WHAT THE TASK ASKS:
Put every line of the records below into a numbered list, skipping any blank lines. Leave the pictures out of your answer.

(Stored dataset items)
— Start —

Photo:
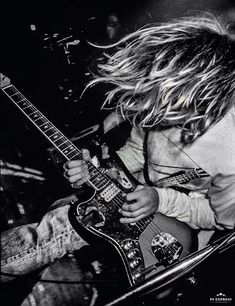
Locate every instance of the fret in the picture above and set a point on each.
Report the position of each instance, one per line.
(22, 103)
(58, 140)
(72, 156)
(18, 98)
(68, 149)
(10, 90)
(14, 94)
(53, 134)
(63, 144)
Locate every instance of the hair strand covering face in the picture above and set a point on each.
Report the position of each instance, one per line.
(180, 72)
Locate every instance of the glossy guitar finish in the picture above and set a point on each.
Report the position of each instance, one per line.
(145, 247)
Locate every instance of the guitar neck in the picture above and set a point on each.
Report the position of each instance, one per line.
(54, 135)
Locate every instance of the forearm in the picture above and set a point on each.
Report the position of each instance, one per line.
(193, 210)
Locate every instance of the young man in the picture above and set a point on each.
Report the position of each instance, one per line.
(175, 83)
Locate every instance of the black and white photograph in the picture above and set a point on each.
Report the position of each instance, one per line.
(117, 153)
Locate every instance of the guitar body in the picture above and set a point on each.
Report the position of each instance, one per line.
(143, 248)
(143, 251)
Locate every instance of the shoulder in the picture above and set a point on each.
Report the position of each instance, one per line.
(215, 150)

— End —

TASK ANSWER:
1. Photo:
2. Locate every instance of the fret in the picture above and set a point on each.
3. Report the position of each instance, one per line.
4. (22, 103)
5. (58, 140)
6. (72, 156)
7. (18, 98)
8. (68, 149)
9. (10, 90)
10. (14, 94)
11. (53, 134)
12. (63, 144)
13. Locate every instance of the hair strand covering face in the picture above and set a point on each.
14. Report the position of each instance, one per line.
15. (180, 72)
16. Locate every instance of the glossy guitar finish in the picture above and set a point on each.
17. Report the position of each instance, one per line.
18. (145, 247)
19. Locate every instance of the guitar neck in the picture above and set a point on each.
20. Report the position of each instance, one per line.
21. (54, 135)
22. Locate every instance of the forearm in the picture above and set a point on each.
23. Report the position of each instance, one per line.
24. (193, 210)
25. Locate every instance of the young man in the picture above and set a point on each.
26. Report the position of each instance, one per line.
27. (175, 83)
28. Locate every instance of the black and white photograph in the picture above and set a point on each.
29. Report the position of each instance, one per line.
30. (117, 153)
31. Locate every instance of the guitar body in the picture above and set a point on each.
32. Report the position of each instance, one per line.
33. (143, 248)
34. (143, 251)
35. Locate every instance of the shoulder in the picture above and set a point on each.
36. Report the position of each instance, one per line.
37. (215, 150)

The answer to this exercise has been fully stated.